*Problem requirements*: Return every line of the records that contains the word "rocky", and note that case counts.

*Data rows*:
##############################

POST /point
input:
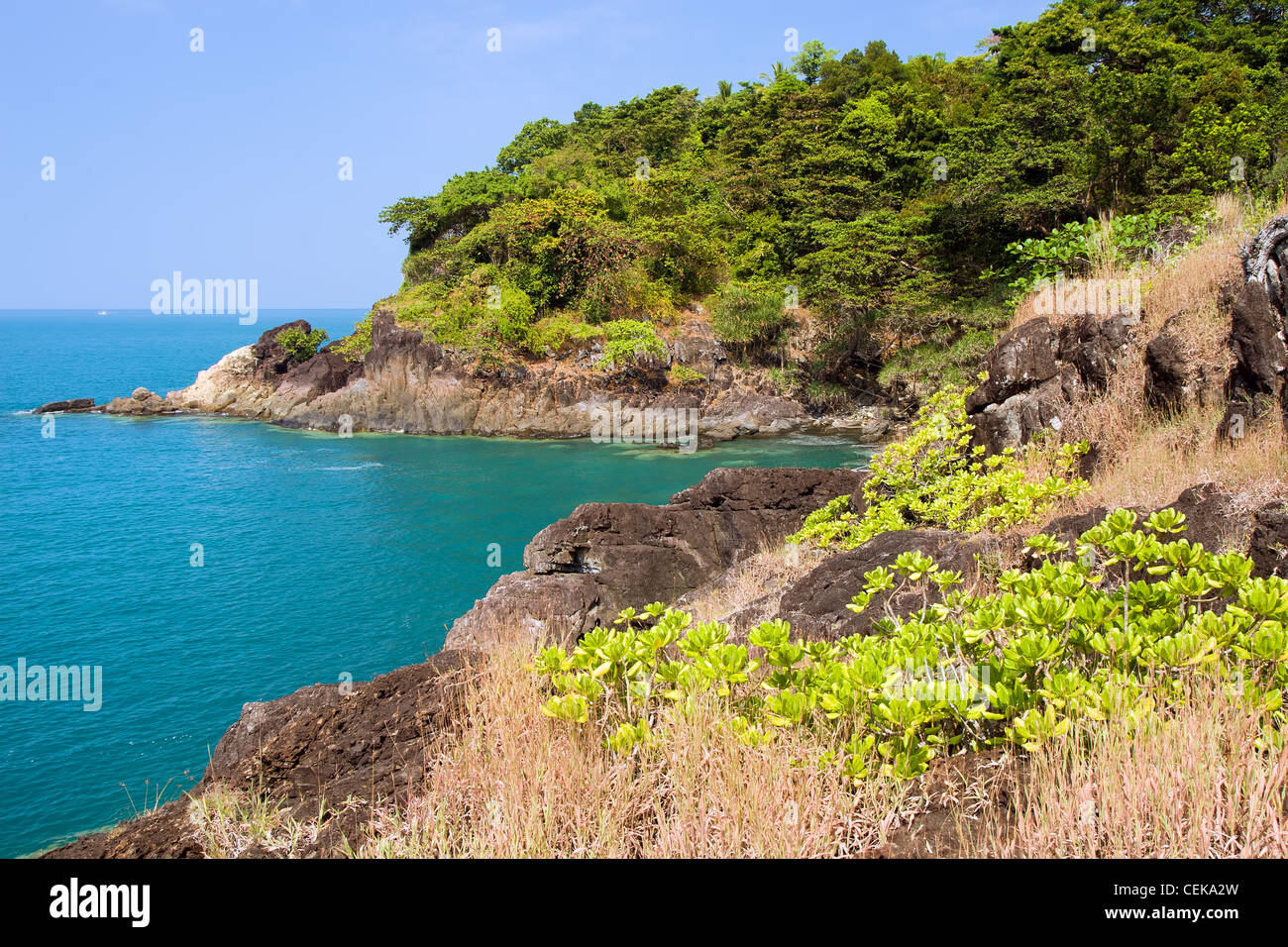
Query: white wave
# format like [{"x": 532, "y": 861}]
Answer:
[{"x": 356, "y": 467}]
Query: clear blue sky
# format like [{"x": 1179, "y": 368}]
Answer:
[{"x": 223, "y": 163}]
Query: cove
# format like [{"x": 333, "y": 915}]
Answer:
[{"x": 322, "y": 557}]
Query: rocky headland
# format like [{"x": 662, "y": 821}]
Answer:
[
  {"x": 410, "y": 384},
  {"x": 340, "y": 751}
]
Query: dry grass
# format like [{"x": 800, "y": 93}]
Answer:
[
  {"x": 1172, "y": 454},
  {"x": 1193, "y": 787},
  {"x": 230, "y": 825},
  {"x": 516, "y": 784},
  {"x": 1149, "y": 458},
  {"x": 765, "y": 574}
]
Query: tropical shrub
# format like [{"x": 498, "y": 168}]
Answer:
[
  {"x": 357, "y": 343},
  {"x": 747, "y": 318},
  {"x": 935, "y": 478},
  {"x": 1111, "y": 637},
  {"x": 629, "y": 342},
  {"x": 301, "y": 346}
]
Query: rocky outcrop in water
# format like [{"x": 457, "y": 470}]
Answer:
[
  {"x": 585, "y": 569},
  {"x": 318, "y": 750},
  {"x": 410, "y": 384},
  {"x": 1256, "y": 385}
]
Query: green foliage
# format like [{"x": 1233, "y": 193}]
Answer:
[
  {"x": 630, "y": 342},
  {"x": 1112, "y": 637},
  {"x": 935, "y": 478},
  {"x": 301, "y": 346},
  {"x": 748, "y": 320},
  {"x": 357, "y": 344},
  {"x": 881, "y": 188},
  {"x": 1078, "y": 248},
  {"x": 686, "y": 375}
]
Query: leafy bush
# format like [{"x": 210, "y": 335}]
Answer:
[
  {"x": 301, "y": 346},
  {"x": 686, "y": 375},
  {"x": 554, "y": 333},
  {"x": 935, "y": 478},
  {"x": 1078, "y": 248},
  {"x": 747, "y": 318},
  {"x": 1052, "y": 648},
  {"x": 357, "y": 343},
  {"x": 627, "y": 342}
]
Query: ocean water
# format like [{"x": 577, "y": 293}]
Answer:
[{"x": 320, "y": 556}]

##############################

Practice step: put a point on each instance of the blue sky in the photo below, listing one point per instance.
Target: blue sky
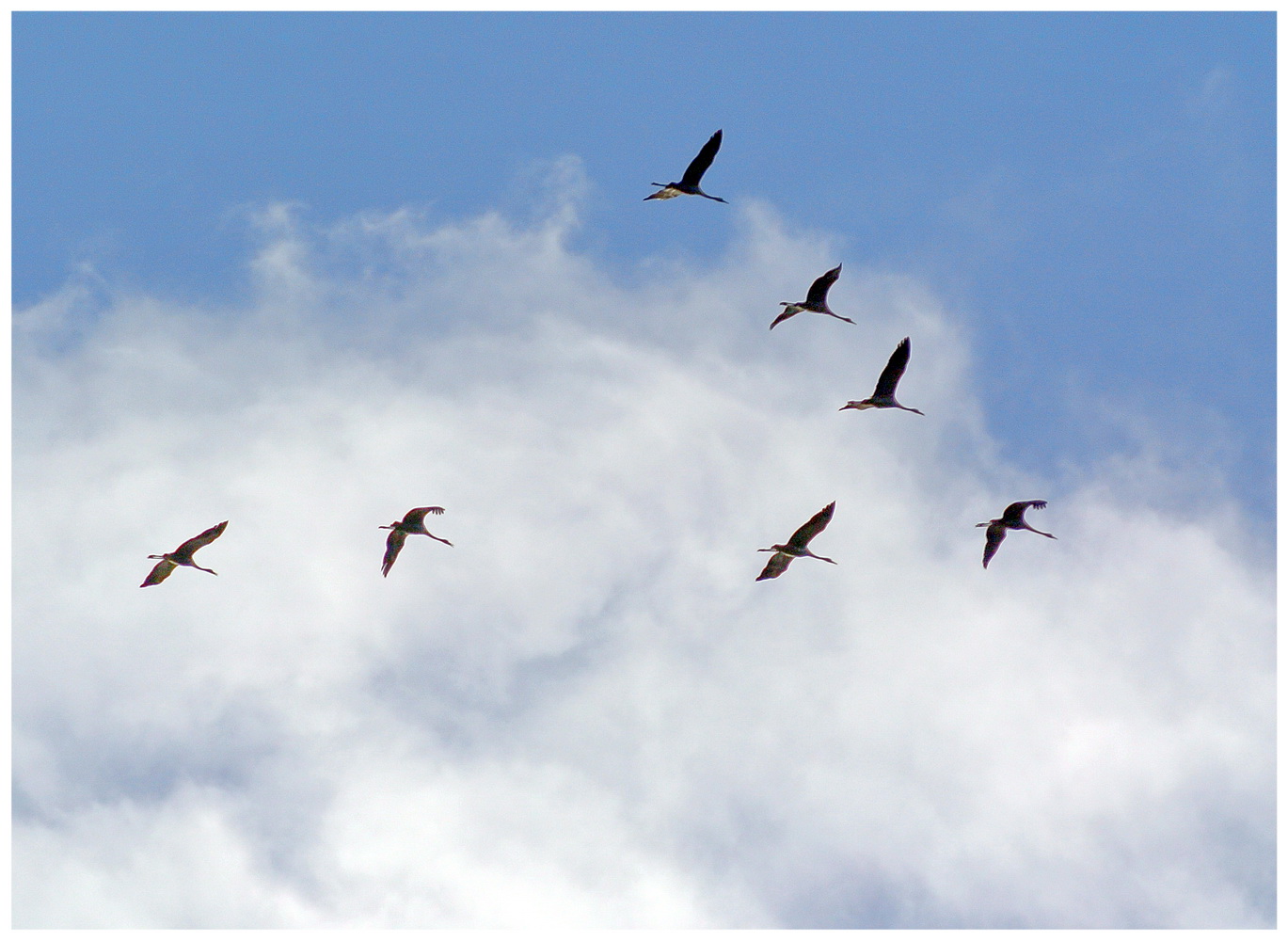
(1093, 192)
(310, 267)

##############################

*Task answer*:
Query: rocky headland
Query: rocky outcrop in water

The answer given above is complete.